*Task instructions*.
Copy all of the material below exactly.

*Material supplied*.
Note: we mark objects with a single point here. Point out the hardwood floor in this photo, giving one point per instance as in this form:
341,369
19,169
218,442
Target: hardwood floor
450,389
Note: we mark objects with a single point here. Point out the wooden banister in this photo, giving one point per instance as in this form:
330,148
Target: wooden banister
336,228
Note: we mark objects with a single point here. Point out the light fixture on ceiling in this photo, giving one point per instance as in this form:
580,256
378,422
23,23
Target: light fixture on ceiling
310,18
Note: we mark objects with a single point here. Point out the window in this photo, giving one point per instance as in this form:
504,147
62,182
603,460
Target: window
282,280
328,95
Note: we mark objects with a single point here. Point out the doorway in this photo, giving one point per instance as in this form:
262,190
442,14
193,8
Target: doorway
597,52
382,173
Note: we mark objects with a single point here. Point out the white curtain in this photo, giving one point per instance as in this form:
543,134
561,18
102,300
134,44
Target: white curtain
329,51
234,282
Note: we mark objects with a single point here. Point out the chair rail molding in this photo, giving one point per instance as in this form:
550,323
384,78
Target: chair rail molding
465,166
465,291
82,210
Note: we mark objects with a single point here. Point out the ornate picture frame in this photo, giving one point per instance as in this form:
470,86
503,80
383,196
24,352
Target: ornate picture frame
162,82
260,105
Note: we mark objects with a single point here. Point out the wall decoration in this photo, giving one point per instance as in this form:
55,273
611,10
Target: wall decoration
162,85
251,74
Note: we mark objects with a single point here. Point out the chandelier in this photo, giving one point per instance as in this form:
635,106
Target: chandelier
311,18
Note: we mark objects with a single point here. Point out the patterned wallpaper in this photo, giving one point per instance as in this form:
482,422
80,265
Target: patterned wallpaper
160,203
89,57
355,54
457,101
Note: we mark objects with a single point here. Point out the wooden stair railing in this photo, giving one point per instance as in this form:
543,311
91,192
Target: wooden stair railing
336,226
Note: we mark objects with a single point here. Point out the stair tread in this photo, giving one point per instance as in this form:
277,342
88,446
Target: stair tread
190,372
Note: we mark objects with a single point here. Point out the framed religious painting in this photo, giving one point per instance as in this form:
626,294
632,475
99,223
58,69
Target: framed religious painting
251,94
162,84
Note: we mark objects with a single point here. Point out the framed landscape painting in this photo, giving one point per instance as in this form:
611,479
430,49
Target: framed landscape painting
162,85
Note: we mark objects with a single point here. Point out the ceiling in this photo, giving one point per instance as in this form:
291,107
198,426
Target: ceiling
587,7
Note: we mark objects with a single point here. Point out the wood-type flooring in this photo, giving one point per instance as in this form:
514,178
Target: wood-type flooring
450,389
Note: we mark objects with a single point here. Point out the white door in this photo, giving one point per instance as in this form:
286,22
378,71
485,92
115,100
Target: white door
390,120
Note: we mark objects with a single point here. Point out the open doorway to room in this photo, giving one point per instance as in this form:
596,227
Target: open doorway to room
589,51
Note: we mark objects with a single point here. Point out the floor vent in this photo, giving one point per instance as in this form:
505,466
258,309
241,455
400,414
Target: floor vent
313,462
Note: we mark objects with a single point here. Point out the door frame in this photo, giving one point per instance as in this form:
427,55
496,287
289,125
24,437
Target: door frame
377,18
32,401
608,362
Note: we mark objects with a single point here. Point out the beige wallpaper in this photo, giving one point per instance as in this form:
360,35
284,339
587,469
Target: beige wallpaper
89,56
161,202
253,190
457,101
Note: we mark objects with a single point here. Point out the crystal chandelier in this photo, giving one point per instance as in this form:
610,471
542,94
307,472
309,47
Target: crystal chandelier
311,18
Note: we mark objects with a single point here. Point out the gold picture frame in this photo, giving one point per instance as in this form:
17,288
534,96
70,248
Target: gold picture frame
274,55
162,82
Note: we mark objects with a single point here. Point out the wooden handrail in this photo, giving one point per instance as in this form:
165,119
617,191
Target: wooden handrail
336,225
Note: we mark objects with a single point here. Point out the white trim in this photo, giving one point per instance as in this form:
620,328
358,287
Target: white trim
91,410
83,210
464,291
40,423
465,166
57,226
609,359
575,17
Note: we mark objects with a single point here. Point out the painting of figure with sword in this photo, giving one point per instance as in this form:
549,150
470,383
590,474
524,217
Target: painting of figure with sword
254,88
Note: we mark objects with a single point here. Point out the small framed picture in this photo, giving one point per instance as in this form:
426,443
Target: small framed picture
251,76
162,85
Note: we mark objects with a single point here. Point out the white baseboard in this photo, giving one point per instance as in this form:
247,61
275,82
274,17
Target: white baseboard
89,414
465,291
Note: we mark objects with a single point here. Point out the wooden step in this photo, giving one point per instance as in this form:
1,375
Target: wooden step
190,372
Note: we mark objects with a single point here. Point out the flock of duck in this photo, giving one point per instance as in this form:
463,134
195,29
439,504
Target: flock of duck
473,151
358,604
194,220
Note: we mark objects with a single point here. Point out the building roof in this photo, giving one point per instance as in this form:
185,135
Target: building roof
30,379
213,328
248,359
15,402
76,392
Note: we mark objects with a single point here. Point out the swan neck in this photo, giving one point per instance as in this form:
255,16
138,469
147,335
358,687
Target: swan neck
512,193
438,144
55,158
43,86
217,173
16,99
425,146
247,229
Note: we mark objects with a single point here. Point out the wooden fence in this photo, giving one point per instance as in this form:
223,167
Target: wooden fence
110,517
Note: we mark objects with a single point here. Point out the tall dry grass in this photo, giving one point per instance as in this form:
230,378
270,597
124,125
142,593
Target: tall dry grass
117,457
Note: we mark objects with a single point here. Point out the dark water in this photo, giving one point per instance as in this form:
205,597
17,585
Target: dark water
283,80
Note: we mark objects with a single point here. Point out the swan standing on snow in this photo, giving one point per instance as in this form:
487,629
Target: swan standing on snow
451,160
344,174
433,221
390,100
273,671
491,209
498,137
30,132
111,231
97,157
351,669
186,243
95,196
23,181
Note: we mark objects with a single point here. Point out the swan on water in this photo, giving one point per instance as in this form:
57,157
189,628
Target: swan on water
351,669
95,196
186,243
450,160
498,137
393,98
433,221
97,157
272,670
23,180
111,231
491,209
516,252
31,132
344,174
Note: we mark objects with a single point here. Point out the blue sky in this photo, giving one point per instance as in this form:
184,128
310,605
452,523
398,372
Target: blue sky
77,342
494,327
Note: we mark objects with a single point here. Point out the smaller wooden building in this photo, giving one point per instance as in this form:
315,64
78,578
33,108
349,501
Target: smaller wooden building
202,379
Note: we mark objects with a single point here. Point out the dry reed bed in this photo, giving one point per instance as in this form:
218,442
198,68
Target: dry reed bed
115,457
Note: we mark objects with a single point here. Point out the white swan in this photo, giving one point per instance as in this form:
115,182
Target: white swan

*The completed task*.
Note: we mark objects with a single point here. Point out the hardwood floor in this photo, giving one point per instance as in this form:
341,369
19,169
218,442
Target: hardwood floor
450,389
Note: we mark objects with a single point here. Point out the wooden banister in this photo, giving one point per instance as in this form:
330,148
Target: wooden banister
336,228
Note: we mark objects with a single point here. Point out the light fixture on ceiling in this photo, giving one point per instance as in this form:
580,256
378,422
23,23
Target: light fixture on ceiling
310,18
Note: we mark objects with a single point here. Point out the window in this photo, giving one point per instance as in this form:
504,147
62,182
603,460
Target: window
282,280
328,95
Note: we mark objects with a single point here. Point out the doorway in this photo, giving one point per instance as in this form:
262,190
442,14
193,8
Target: doorway
597,52
382,173
Note: we mark objects with a single point here. Point out the white curtain in this photo, giving one point per instance as in this form:
543,134
561,18
102,300
134,44
Target: white curtain
329,51
234,282
Note: we mark objects with a single point here. Point out the chair rail molding in this photo, giving one point per instance as in this form:
550,323
384,78
Target: chair rail molding
465,166
465,291
82,210
Note: we mark objects with a single point here. Point out the ornate picture frame in this photo, giving one point per instance as in this form:
470,86
503,80
383,196
24,352
Target: ornate picture frame
162,82
260,105
Note: we mark objects with a single point here. Point out the wall decoration in this photo, giving one point per instance as in this form:
55,273
611,10
Target: wall decoration
162,85
251,74
Note: we mark objects with a single point here. Point out the chandelier in this photo, giving one point per instance as in this form:
635,106
Target: chandelier
311,18
Note: we mark objects with a single point here. Point out the patterned wallpaper in this photo, giving one point per instance as in this form:
482,422
80,265
Target: patterned wallpaper
160,203
89,57
355,54
457,101
Note: we mark objects with a single point here. Point out the wooden stair railing in this photo, giving one point per instance as in this form:
543,311
91,192
Target: wooden stair railing
336,226
Note: we mark objects with a single point here. Point out the stair tread in this photo, giving one point per instance as in this form:
277,342
88,446
Target: stair tread
190,372
Note: we mark objects with a single point here. Point out the framed religious painting in this photo, giving one point per instance as in this form:
626,294
632,475
99,223
58,69
Target: framed religious painting
251,94
162,84
Note: we mark objects with a single point here. Point out the framed landscape painting in this photo, giving one point per instance as in this form:
611,479
430,49
Target: framed landscape painting
162,85
Note: we mark objects with a single point here. Point out the ceiling in this photo, giving one point per instance as in this form:
291,107
198,426
Target: ceiling
587,7
Note: we mark objects with a single point here. Point out the wood-type flooring in this photo, giving one point per instance as in this form:
514,178
Target: wood-type flooring
450,389
Note: we mark objects with a single point here. Point out the white door in this photo, giving one point per instance as in this form:
286,22
378,71
485,92
115,100
Target: white door
390,120
Note: we mark objects with a single point here. Point out the open doorway to room in this photo, giving one point per instance as in this form:
596,227
Target: open doorway to room
589,51
Note: we mark objects with a single point here. Point out the floor vent in this photo, giving one point per instance as in this form:
505,466
258,309
241,455
400,414
Target: floor vent
313,462
Note: we mark objects with a single point here. Point out the door frame in this photo, giving one point per instance as in this form:
427,55
496,287
289,125
24,437
Target: door frame
377,18
32,401
608,362
Note: we mark objects with a single point here. Point out the beige wallpaper in this photo, giving one point per instance as in this form:
360,35
284,339
587,469
Target: beige wallpaper
89,56
161,202
253,190
457,101
Note: we mark objects with a single point here. Point out the crystal chandelier in this photo, giving one point per instance as in this form:
610,471
542,94
307,472
309,47
Target: crystal chandelier
311,18
Note: we mark objects with a single point here. Point out the gold picture frame in this photo, giving one point per instance as in this form:
17,288
534,96
70,248
Target: gold picture frame
274,55
162,82
Note: we mark objects with a single point here. Point out the wooden handrail in this photo, giving one point per instance as in this form:
165,119
617,191
Target: wooden handrail
336,225
Note: we mark objects with a single point here. Point out the white trim in this photo, giving one point per instance as in this form:
620,328
358,287
Target: white trim
91,410
83,210
464,291
40,423
465,166
57,226
609,359
575,17
Note: we mark objects with a single point here. Point out the painting of figure with sword in this photo, giving one point per instance as in this form:
549,150
470,383
590,474
524,217
Target: painting of figure with sword
254,88
Note: we mark objects with a single point here. Point out the small framed picture in this photo, giving one point per instance as in this form:
426,443
Target: small framed picture
251,76
162,85
Note: we mark objects with a single point here. Point out the white baseboard in this photo, giving one point per instance as in this form:
247,61
275,82
274,17
Target: white baseboard
89,414
465,291
Note: we mark objects with a single point here. Point out the wooden step in this photo, giving one point per instance as in this form:
1,375
Target: wooden step
190,372
Note: we mark objects with a single point here. Point out the flock of duck in this photo, giving one point per instance as in this form:
463,134
195,29
439,504
Target: flock of duck
473,151
358,604
194,220
Note: we mark objects with a single point here. Point out the building roof in this photo, giving one point per instance as in this form:
185,135
Target: building roof
30,379
213,328
248,359
15,402
76,392
Note: we mark objects with a single point here. Point out the swan neck in this photo, giving one point per instance as in this form:
255,16
138,469
147,335
358,687
Target: swan neck
512,193
438,144
55,158
43,86
217,173
16,99
425,146
247,229
Note: we mark objects with a single point here. Point out the wooden fence in this photo, giving one point per instance as in this form:
223,167
Target: wooden fence
110,517
Note: we mark objects with a single point here. Point out the tall dry grass in this photo, giving one point per instance as in this form:
230,378
270,597
124,125
142,593
Target: tall dry grass
117,457
Note: we mark objects with a single point here. Point out the dark water in this photo, giving one point per instance as in this form:
205,597
17,585
Target: dark water
283,80
Note: we mark objects with a single point here. Point out the swan standing on snow in this photo, giving one point per instance as in this form:
487,629
Target: swan standing on snow
451,160
344,174
433,221
390,100
273,671
491,209
498,137
30,132
111,231
97,157
351,669
186,243
95,196
23,181
Note: we mark objects with a single point here. Point out the swan on water in this photo, giving one point per instance as in this form:
57,157
189,628
Target: swan on water
351,669
95,196
186,243
450,160
498,137
393,98
433,221
97,157
272,670
23,180
111,231
491,209
516,252
31,132
344,174
Note: we mark objects with a single point here. Point out the blue sky in this photo, giving one point per instance as in this form:
184,128
310,605
452,523
398,372
Target: blue sky
77,342
494,327
Note: we mark objects with a single point here. Point out the smaller wooden building in this photo, giving one point per instance as in this form:
315,64
78,578
33,108
349,501
Target: smaller wooden building
202,379
Note: we mark objects with a single point here. Point out the dry reed bed in this photo, giving one point per instance as in this form:
218,442
198,68
Target: dry reed bed
115,457
Note: we mark objects with a single point here. Point out the white swan in this photo, giving one point per instance as in this form:
115,182
Target: white swan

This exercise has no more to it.